(Provided records):
++++++++++++++++++++

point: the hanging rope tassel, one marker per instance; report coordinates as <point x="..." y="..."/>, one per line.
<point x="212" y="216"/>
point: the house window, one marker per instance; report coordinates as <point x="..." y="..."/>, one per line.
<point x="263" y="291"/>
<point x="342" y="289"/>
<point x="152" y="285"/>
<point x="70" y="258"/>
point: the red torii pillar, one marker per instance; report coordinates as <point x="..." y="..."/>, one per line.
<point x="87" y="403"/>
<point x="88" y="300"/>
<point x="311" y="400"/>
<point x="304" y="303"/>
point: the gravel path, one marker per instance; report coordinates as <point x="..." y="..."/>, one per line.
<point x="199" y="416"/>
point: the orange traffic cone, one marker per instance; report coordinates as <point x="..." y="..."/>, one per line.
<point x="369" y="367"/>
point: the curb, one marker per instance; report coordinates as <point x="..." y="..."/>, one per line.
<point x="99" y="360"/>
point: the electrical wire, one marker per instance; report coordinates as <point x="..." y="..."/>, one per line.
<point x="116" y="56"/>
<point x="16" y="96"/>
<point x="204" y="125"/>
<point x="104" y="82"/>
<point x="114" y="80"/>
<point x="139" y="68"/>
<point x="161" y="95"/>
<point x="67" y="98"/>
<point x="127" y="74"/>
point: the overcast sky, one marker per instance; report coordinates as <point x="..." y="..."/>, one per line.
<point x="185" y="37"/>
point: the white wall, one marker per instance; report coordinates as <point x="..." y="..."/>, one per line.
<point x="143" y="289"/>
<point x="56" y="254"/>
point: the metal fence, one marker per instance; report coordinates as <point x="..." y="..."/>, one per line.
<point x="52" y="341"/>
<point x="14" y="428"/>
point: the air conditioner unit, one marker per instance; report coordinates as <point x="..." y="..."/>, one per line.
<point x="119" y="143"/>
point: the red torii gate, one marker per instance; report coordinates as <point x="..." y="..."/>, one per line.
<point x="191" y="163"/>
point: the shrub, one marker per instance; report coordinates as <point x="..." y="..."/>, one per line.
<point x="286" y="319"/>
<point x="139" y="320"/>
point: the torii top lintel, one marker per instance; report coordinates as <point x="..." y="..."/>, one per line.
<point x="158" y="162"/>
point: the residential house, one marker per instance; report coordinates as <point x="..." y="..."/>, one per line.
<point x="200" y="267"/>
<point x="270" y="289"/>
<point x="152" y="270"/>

++++++++++++++++++++

(Work to complete): Give again only the lines starting at the one that contains "point: the white" and running to the end of the data.

(Task solution):
point: the white wall, one marker per instance; report coordinates as <point x="..." y="..."/>, one per line.
<point x="143" y="289"/>
<point x="56" y="254"/>
point: the metal fence, one marker per instance; report coordinates as <point x="..." y="..."/>, one per line.
<point x="52" y="341"/>
<point x="14" y="428"/>
point: the air conditioner unit, one marker per instance; report coordinates as <point x="..." y="..."/>, one per line.
<point x="119" y="143"/>
point: the red torii gate, one marker per instance; report coordinates as <point x="..." y="..."/>, one per line.
<point x="191" y="163"/>
point: the shrub, one marker per instance; report coordinates as <point x="..." y="..."/>, one per line.
<point x="286" y="319"/>
<point x="139" y="320"/>
point: the torii top lintel, one marker per instance; report coordinates as <point x="..." y="..."/>, one per line.
<point x="158" y="162"/>
point: the residential house, one marker per instance; report coordinates as <point x="..." y="..."/>, one per line.
<point x="200" y="267"/>
<point x="270" y="289"/>
<point x="152" y="270"/>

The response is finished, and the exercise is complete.